■ Exercise: Rewrite the lines below as a numbered list, skipping blank lines and omitting any picture.

■ Listing:

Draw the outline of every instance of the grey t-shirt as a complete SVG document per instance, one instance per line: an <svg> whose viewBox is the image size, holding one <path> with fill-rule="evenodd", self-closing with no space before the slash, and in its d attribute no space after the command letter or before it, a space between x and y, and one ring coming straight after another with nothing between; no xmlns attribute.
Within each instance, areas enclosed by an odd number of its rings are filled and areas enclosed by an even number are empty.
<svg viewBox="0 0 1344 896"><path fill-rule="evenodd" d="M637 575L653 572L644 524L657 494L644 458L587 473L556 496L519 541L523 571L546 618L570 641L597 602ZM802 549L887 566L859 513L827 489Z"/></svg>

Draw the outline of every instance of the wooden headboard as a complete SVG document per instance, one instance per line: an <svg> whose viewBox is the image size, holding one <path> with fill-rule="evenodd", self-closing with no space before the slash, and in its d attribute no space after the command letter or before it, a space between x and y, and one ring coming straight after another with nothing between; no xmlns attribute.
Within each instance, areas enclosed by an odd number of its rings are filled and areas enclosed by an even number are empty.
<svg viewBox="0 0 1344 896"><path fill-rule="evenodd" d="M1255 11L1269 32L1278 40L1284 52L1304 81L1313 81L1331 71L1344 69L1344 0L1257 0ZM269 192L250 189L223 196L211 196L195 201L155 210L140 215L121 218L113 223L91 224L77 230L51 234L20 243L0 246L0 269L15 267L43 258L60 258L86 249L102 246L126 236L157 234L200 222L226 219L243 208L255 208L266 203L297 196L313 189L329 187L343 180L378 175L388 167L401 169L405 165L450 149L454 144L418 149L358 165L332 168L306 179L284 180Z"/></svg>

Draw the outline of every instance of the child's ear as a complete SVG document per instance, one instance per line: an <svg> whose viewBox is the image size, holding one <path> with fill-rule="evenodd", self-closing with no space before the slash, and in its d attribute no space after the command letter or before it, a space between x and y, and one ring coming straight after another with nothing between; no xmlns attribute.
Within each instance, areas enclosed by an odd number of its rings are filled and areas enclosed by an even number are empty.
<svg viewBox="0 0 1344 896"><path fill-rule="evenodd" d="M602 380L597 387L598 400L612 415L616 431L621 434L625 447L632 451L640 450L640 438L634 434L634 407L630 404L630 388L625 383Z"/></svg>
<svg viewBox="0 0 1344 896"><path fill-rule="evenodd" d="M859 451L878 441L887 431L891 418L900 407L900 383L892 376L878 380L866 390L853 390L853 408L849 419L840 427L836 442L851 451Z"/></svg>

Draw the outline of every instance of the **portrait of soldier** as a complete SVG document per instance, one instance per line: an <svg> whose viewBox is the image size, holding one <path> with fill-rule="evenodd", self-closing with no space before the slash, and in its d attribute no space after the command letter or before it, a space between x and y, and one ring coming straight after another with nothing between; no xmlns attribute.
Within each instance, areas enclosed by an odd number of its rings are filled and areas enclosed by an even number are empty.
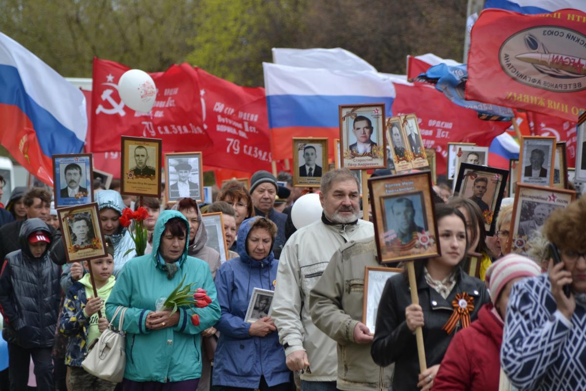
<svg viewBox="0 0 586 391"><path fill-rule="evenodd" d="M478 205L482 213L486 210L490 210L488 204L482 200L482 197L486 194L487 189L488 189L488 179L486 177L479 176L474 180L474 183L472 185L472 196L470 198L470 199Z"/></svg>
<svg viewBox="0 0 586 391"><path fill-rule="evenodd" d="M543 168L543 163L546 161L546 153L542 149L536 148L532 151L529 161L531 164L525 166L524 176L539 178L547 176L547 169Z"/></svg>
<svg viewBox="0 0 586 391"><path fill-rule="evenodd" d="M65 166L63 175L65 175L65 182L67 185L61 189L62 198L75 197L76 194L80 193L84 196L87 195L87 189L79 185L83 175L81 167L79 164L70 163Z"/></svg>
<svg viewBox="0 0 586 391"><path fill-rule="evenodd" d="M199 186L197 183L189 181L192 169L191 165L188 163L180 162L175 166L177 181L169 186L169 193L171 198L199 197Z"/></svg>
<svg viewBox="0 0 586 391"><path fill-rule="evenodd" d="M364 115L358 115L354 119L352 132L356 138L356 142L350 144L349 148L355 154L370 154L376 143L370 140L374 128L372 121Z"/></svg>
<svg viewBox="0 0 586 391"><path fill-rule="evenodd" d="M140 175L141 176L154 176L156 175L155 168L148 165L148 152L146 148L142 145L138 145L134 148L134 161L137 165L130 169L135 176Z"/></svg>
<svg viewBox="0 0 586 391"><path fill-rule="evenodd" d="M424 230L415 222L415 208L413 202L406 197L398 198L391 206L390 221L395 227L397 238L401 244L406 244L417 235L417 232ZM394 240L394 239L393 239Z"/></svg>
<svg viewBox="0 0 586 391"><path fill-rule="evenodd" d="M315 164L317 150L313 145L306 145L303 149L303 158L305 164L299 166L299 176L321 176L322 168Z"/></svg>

■ Solved exercise:
1. Draw the outline of every instance of the grey t-shirt as a complete SVG document per instance, one instance per line: an <svg> whose viewBox is the image size, holding one <path> with fill-rule="evenodd", self-closing with no space before the slash, and in its d attribute no space after the command letter or before it, a space between x and y, and one ring coming straight after another with nothing between; no xmlns attribute.
2. Within each instance, areas enclosed by an odd number of its rings are filled and areas enclosed by an even number are empty.
3. <svg viewBox="0 0 1344 896"><path fill-rule="evenodd" d="M637 575L653 572L644 524L657 494L644 458L587 473L556 496L519 541L523 571L546 618L570 641L597 602ZM802 549L887 566L859 513L827 489Z"/></svg>
4. Draw the outline of every instance of the wooden headboard as a complete SVG document per instance, one instance per line: an <svg> whose viewBox is the image size, holding one <path> with fill-rule="evenodd", self-closing with no space before the slash, and in its d attribute no space after the command letter or before it, a space between x and y, and one ring coming straight after another with nothing between; no xmlns attribute.
5. Within each instance, areas enclosed by an odd number of its rings are filled and areas enclosed by an even number are empty.
6. <svg viewBox="0 0 1344 896"><path fill-rule="evenodd" d="M1255 11L1269 32L1278 40L1284 52L1304 81L1313 81L1331 71L1344 69L1344 0L1257 0ZM269 192L250 189L223 196L211 196L195 201L155 210L140 215L121 218L113 223L91 224L77 230L51 234L20 243L0 246L0 269L15 267L43 258L60 258L86 249L102 246L126 236L157 234L200 222L226 219L243 208L255 208L266 203L297 196L313 189L329 187L343 180L378 175L388 167L401 169L405 165L450 149L454 144L418 149L358 165L332 168L306 179L284 180Z"/></svg>
7. Draw the outline of every instance of the child's ear as a complete SVG document per instance, one instance per line: an <svg> whose viewBox is the image size, holding one <path> with fill-rule="evenodd", self-closing with no space before the slash, and in its d attribute no space after the command letter or before it, a space between x and y, and one ring coming straight after another with nothing between; no xmlns attribute.
8. Within each instance, areas enclosed by an odd number of its rings are filled and areas enclosed by an even number are empty.
9. <svg viewBox="0 0 1344 896"><path fill-rule="evenodd" d="M602 380L597 387L598 400L612 415L616 431L621 434L625 447L632 451L640 450L640 438L634 434L634 407L630 404L630 388L625 383Z"/></svg>
10. <svg viewBox="0 0 1344 896"><path fill-rule="evenodd" d="M859 451L878 441L887 431L891 418L900 407L900 383L892 376L878 380L866 390L853 390L853 408L849 419L840 427L836 442L851 451Z"/></svg>
11. Draw the outline of every instance of the **portrait of soldier** as a complete SVG document per instance, one instance per line: an <svg> whose viewBox is the image size, holding one <path> with fill-rule="evenodd", self-closing with no space before the slash, and in its d attribute no space after the command letter or before it, a space between x and y, and one ring coming straight after another with nothing between; no xmlns attribute.
12. Within each instance, areas enclosed by an odd number of its rings are filled and areas enclosed by an even number are empty.
13. <svg viewBox="0 0 586 391"><path fill-rule="evenodd" d="M478 205L482 213L486 210L490 210L488 204L482 200L482 197L486 194L487 189L488 189L488 179L486 177L479 176L474 180L474 183L472 185L472 196L470 198L470 199Z"/></svg>
14. <svg viewBox="0 0 586 391"><path fill-rule="evenodd" d="M543 168L543 163L546 161L546 153L542 149L536 148L532 151L529 161L531 164L525 166L524 176L539 178L547 176L547 169Z"/></svg>
15. <svg viewBox="0 0 586 391"><path fill-rule="evenodd" d="M65 166L63 175L65 175L65 182L67 185L61 189L62 198L75 197L76 194L80 193L84 196L87 195L87 189L79 185L83 175L81 167L79 164L70 163Z"/></svg>
16. <svg viewBox="0 0 586 391"><path fill-rule="evenodd" d="M199 186L197 183L189 181L192 169L191 165L188 163L180 162L175 166L177 181L169 186L169 193L171 198L199 197Z"/></svg>
17. <svg viewBox="0 0 586 391"><path fill-rule="evenodd" d="M364 115L358 115L354 119L352 132L356 138L356 142L350 144L349 148L355 154L370 154L376 143L370 140L374 128L372 121Z"/></svg>
18. <svg viewBox="0 0 586 391"><path fill-rule="evenodd" d="M140 175L141 176L154 176L156 175L155 168L148 165L148 152L146 148L142 145L138 145L134 148L134 161L137 165L130 169L135 176Z"/></svg>
19. <svg viewBox="0 0 586 391"><path fill-rule="evenodd" d="M424 230L415 222L415 208L413 202L406 197L398 198L391 206L390 221L395 227L397 238L401 244L406 244L417 235L417 232ZM394 240L394 239L393 239Z"/></svg>
20. <svg viewBox="0 0 586 391"><path fill-rule="evenodd" d="M315 164L317 150L313 145L306 145L303 149L303 158L305 164L299 166L299 176L321 176L322 168Z"/></svg>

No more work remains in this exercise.